→ Work required
Present the lines of the records from the one holding "Keypoint guideline: for each instance of the index" through the one holding "(1062, 644)", both included, as a numbered list with blank lines dropped.

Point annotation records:
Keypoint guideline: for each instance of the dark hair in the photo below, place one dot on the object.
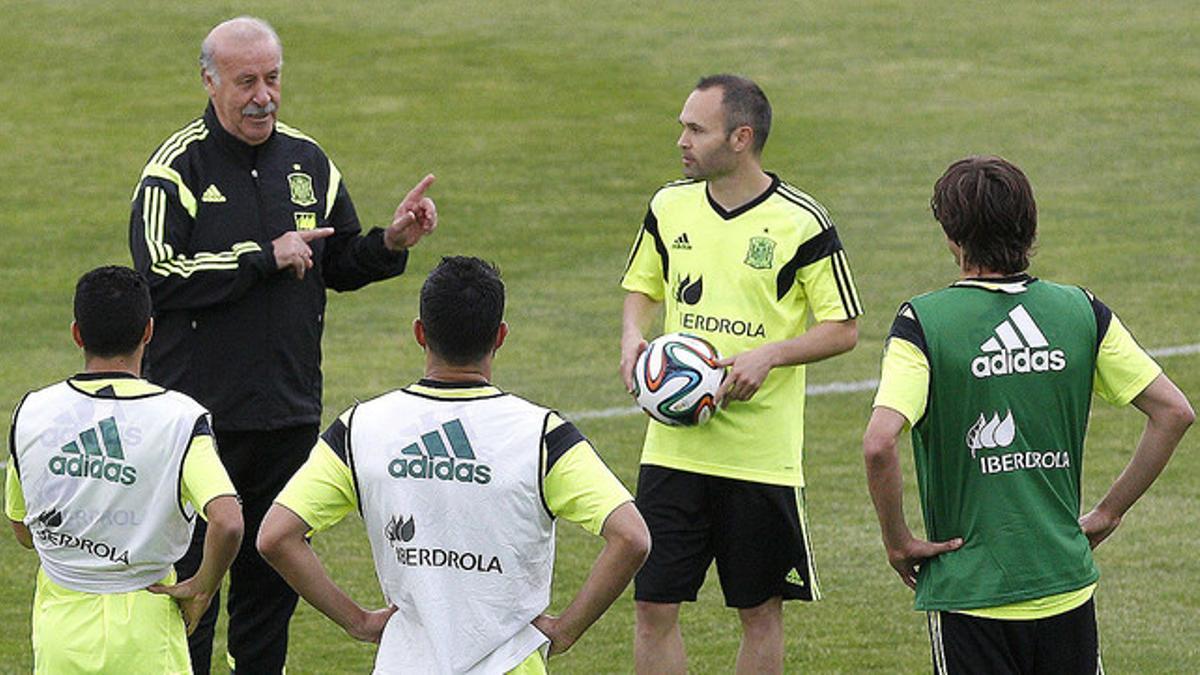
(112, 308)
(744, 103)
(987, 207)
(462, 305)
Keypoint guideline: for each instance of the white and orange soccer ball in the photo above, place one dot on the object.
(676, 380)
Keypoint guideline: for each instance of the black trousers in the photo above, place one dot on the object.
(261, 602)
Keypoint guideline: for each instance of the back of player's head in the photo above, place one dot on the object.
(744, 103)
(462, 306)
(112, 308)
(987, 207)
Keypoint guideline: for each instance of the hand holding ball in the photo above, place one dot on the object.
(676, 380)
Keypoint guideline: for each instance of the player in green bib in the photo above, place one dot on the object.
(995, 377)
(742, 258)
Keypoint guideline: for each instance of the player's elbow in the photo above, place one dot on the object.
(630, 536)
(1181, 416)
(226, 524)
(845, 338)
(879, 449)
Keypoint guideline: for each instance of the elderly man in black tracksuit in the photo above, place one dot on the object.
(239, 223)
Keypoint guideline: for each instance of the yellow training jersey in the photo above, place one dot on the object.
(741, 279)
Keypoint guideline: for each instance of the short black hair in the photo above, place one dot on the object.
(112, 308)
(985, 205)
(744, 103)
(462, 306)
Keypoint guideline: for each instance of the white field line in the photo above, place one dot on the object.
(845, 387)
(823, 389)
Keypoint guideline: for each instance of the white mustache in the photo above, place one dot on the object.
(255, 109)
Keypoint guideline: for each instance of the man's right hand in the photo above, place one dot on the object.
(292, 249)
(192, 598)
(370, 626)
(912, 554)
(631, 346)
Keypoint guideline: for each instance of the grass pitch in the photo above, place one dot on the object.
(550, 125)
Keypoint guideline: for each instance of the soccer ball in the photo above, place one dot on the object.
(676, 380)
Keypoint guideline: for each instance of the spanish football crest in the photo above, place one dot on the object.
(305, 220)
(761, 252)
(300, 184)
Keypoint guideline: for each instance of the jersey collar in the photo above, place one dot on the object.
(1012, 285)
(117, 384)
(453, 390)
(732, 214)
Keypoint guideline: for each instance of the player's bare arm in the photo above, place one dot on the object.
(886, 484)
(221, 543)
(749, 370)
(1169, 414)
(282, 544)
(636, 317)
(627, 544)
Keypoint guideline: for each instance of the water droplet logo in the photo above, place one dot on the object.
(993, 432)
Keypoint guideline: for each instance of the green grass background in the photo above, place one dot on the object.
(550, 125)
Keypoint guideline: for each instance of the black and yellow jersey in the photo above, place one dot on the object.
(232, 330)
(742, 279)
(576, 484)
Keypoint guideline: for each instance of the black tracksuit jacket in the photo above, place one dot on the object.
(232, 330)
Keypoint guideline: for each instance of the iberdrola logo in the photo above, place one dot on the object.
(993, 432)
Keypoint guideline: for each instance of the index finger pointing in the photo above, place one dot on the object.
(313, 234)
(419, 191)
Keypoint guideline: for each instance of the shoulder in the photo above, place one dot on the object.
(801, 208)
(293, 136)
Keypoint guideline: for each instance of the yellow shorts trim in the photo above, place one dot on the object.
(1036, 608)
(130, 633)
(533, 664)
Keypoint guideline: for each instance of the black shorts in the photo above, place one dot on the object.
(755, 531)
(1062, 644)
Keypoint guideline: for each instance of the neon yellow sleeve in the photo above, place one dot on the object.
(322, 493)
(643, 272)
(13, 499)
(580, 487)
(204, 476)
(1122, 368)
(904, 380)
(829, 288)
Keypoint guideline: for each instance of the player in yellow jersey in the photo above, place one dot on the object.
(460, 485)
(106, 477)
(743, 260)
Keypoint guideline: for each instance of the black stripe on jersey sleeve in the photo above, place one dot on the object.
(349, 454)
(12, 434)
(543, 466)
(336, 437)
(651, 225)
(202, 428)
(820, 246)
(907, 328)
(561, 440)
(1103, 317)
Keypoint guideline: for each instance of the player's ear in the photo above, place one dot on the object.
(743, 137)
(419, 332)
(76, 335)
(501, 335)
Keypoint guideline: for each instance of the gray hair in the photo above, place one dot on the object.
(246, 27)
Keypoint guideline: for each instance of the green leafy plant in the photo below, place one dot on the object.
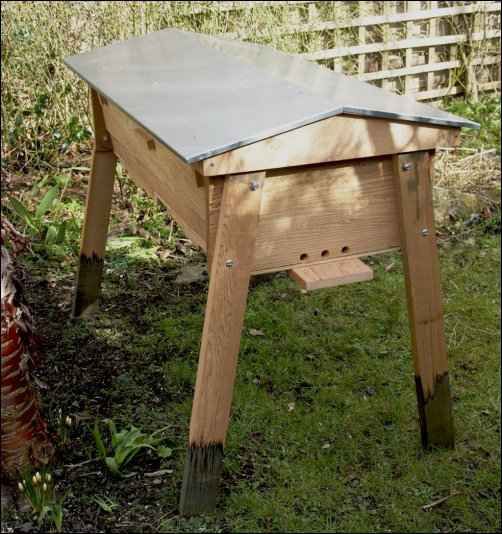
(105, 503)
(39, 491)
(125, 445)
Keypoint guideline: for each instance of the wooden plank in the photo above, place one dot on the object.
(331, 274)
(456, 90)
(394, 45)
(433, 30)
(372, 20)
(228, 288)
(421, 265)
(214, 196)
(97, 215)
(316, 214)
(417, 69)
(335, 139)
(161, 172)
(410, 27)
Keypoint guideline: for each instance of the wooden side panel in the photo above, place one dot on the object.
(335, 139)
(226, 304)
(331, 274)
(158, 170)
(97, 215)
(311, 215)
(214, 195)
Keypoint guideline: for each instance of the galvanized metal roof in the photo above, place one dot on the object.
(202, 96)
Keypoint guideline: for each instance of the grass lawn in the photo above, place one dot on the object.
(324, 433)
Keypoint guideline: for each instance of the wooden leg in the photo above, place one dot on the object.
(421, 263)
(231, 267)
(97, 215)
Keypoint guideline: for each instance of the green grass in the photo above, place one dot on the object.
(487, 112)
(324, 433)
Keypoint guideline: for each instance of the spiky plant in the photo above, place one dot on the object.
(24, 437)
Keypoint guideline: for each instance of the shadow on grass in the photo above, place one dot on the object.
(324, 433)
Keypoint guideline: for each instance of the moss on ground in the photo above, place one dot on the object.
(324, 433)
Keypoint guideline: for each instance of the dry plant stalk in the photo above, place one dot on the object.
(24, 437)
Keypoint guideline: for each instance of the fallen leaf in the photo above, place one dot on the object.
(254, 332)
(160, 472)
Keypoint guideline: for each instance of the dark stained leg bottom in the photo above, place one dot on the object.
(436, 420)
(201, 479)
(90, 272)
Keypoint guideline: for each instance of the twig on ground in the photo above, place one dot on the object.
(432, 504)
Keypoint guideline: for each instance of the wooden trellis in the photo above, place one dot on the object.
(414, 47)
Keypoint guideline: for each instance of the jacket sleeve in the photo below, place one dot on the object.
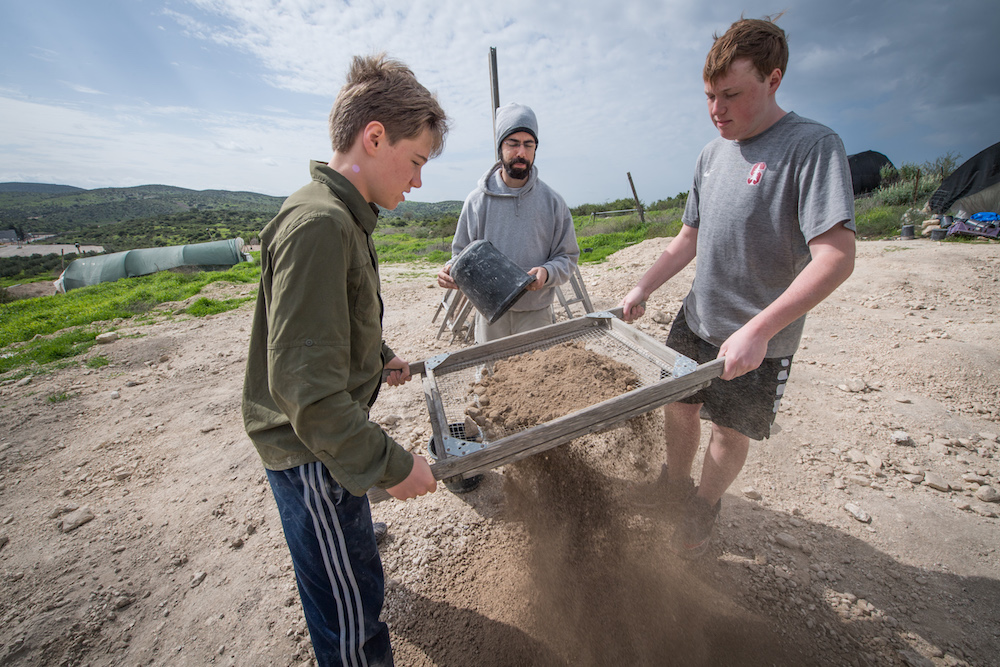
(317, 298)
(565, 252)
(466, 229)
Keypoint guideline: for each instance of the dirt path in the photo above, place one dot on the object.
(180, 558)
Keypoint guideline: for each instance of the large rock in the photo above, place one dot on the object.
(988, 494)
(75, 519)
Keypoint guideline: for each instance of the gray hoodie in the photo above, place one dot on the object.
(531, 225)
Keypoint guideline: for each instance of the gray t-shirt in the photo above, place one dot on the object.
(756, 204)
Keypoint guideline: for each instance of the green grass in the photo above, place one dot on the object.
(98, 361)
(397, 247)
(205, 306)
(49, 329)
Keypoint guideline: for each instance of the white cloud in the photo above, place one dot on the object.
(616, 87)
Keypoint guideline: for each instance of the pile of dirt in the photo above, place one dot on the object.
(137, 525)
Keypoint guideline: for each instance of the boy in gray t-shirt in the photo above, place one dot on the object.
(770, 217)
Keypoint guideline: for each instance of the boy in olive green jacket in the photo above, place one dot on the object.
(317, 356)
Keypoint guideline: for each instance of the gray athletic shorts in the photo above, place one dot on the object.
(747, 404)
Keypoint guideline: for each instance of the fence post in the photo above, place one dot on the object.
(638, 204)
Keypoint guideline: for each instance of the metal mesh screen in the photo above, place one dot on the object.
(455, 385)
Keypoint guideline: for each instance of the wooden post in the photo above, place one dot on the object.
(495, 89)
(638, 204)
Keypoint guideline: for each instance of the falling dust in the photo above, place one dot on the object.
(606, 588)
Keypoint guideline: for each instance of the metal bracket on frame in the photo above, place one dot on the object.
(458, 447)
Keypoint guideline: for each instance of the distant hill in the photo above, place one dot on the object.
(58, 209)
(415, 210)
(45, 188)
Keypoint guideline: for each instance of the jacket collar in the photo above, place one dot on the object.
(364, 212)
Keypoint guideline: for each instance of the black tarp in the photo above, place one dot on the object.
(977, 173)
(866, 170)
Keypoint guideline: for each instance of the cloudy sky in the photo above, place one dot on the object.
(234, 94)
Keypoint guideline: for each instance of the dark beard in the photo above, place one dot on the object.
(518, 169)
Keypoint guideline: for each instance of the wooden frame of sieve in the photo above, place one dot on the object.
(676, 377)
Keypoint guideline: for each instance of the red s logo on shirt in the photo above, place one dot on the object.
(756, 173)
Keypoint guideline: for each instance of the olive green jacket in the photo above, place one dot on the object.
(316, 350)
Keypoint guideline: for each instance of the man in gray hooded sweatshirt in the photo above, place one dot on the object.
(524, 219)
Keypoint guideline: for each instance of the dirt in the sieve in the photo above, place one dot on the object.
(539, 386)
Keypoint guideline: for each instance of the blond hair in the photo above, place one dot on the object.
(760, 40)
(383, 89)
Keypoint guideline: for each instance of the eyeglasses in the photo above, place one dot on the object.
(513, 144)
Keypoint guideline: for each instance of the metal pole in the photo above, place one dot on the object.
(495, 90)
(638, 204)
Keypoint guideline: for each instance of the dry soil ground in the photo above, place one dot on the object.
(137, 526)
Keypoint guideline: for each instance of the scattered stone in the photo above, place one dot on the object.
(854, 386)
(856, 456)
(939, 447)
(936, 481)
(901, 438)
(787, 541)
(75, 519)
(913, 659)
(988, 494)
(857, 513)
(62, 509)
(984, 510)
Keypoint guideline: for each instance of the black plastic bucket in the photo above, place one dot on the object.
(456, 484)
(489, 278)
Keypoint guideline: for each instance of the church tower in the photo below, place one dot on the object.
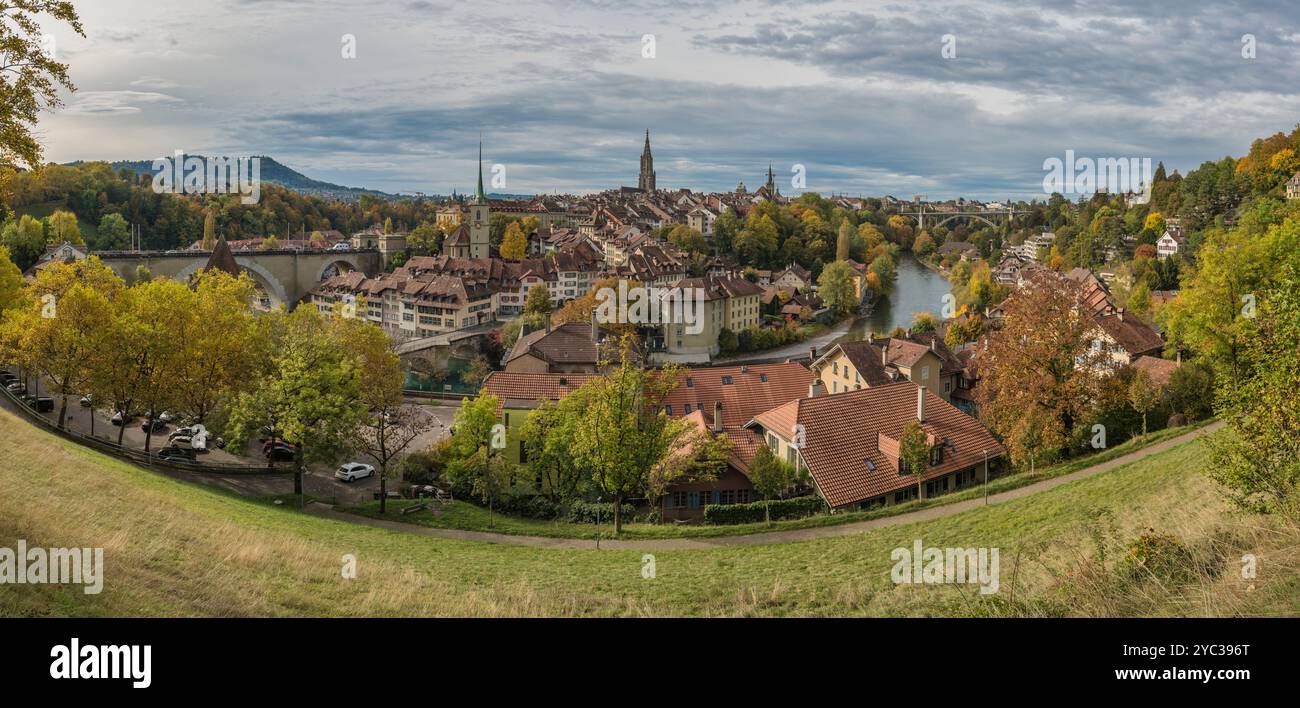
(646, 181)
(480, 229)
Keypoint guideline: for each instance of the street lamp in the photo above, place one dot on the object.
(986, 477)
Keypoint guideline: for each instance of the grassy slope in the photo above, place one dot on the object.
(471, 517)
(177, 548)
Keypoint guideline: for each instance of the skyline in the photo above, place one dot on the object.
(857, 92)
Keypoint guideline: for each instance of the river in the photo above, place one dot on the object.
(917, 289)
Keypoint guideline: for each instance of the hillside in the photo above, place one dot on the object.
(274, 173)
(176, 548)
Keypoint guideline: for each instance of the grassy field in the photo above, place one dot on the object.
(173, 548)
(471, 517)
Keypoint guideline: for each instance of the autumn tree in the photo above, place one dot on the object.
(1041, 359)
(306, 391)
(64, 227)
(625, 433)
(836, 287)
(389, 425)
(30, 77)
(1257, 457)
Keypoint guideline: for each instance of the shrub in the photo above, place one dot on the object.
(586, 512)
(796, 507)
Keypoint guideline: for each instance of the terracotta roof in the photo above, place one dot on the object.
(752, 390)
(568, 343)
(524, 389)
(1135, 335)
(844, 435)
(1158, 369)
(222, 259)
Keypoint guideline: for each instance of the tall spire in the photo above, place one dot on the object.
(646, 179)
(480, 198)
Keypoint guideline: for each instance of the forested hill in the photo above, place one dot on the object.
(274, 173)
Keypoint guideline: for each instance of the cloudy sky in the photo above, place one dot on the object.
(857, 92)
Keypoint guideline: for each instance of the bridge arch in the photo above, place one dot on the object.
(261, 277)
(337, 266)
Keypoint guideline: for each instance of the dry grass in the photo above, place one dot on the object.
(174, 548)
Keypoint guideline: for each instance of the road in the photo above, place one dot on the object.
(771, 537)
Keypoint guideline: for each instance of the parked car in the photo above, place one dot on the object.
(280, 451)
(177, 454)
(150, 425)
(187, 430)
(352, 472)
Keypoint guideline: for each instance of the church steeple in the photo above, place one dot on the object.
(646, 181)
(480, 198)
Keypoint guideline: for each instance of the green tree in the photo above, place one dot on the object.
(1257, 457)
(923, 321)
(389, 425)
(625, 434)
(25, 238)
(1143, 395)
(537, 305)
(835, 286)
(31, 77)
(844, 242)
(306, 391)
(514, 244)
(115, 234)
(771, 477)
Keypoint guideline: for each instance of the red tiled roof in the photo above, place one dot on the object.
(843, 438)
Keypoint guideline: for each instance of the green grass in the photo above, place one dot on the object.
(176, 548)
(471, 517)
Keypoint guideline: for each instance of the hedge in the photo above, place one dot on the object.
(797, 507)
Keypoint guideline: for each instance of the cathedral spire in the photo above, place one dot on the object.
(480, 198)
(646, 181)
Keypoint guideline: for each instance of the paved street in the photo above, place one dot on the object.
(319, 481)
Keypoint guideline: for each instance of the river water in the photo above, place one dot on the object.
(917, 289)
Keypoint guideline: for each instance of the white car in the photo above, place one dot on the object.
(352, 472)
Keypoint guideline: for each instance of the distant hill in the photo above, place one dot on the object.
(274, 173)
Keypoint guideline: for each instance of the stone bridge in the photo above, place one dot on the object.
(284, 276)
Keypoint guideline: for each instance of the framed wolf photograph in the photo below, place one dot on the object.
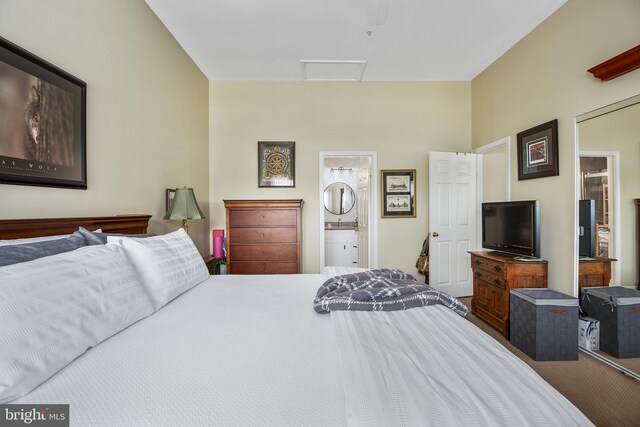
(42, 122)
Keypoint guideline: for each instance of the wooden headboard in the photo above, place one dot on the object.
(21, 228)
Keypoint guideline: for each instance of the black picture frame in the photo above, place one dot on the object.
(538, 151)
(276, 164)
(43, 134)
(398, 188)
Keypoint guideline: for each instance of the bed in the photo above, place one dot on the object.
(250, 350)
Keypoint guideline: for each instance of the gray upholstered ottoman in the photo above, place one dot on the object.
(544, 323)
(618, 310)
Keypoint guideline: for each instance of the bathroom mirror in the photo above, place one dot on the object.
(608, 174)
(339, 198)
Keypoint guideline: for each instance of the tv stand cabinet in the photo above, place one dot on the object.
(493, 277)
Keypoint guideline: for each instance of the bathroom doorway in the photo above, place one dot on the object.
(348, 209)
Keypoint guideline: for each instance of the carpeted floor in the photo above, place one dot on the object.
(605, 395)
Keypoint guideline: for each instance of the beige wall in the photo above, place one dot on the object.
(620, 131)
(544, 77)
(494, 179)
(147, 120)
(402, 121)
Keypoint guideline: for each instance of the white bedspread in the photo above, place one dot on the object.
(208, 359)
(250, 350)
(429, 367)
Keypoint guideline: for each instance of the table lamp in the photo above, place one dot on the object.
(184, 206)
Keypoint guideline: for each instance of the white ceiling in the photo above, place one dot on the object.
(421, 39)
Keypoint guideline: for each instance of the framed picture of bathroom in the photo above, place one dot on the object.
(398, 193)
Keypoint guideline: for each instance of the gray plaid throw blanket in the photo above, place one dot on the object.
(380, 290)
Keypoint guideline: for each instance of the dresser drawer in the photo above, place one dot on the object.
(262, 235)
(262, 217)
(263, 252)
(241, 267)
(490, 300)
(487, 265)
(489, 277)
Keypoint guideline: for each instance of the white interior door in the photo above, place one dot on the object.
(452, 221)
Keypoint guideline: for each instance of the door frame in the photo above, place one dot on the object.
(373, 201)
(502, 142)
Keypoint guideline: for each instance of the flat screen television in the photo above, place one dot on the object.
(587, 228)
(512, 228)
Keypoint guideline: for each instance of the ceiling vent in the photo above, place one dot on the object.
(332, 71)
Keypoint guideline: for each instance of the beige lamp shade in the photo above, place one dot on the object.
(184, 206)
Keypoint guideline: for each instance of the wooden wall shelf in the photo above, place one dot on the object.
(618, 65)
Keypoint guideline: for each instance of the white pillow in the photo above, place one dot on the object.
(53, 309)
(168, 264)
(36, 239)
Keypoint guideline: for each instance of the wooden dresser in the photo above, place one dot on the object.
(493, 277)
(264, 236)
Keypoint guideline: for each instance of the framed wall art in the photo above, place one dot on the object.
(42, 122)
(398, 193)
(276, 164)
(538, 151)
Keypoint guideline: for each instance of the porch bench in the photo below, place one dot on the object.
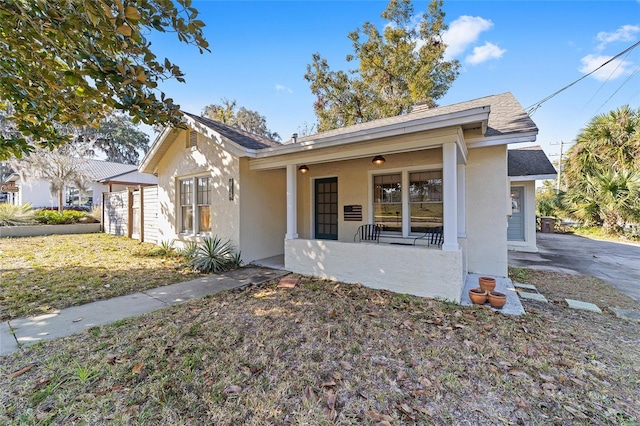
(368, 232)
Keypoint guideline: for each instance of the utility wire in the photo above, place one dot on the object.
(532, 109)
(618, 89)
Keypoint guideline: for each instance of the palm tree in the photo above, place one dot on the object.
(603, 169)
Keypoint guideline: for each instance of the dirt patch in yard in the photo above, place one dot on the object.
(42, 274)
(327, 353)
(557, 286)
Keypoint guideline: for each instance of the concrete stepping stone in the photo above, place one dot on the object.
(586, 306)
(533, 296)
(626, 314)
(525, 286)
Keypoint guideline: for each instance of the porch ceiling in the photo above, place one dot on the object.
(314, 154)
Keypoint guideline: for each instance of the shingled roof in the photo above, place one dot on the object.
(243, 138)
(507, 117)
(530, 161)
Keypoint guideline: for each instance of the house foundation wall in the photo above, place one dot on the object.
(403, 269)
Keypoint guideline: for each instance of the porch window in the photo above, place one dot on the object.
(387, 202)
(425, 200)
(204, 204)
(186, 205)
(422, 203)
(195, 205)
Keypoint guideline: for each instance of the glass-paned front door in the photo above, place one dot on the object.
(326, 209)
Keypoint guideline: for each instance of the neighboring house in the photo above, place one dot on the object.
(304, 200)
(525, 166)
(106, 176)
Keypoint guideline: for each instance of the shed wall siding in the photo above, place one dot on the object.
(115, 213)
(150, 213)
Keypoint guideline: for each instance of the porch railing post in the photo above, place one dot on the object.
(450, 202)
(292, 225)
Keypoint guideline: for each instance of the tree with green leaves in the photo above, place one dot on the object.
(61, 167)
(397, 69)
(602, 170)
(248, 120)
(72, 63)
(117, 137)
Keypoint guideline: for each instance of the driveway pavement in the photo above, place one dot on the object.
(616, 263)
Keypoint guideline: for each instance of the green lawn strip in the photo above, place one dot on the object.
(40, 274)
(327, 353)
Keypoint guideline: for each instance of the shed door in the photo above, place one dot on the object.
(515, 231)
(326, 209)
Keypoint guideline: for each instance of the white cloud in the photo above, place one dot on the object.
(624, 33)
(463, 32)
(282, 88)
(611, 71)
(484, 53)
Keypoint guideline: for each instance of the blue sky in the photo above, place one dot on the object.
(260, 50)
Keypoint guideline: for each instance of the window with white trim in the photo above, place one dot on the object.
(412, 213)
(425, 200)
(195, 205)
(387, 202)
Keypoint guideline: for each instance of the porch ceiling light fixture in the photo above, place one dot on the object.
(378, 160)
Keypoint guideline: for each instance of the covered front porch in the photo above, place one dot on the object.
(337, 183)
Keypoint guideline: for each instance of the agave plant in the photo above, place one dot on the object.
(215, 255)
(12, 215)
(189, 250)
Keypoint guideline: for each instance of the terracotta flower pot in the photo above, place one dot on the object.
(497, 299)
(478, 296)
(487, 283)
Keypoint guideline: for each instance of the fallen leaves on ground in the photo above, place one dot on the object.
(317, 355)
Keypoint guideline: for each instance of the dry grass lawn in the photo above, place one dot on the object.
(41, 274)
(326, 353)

→ Output for this task
1. Keypoint guideline: for each instance of the index finger pointing in the photo above, place one dot on the object.
2. (313, 234)
3. (419, 191)
4. Keypoint guideline: for each instance of the shoulder in the photo above, place one dot on the object.
5. (801, 208)
6. (293, 136)
7. Keypoint guideline: for each instance of the yellow shorts trim in the photo above, place one dot on the object.
8. (1036, 608)
9. (130, 633)
10. (533, 664)
11. Keypoint guideline: for each instance of the black shorts in the photo above, place one dot on the object.
12. (755, 531)
13. (1062, 644)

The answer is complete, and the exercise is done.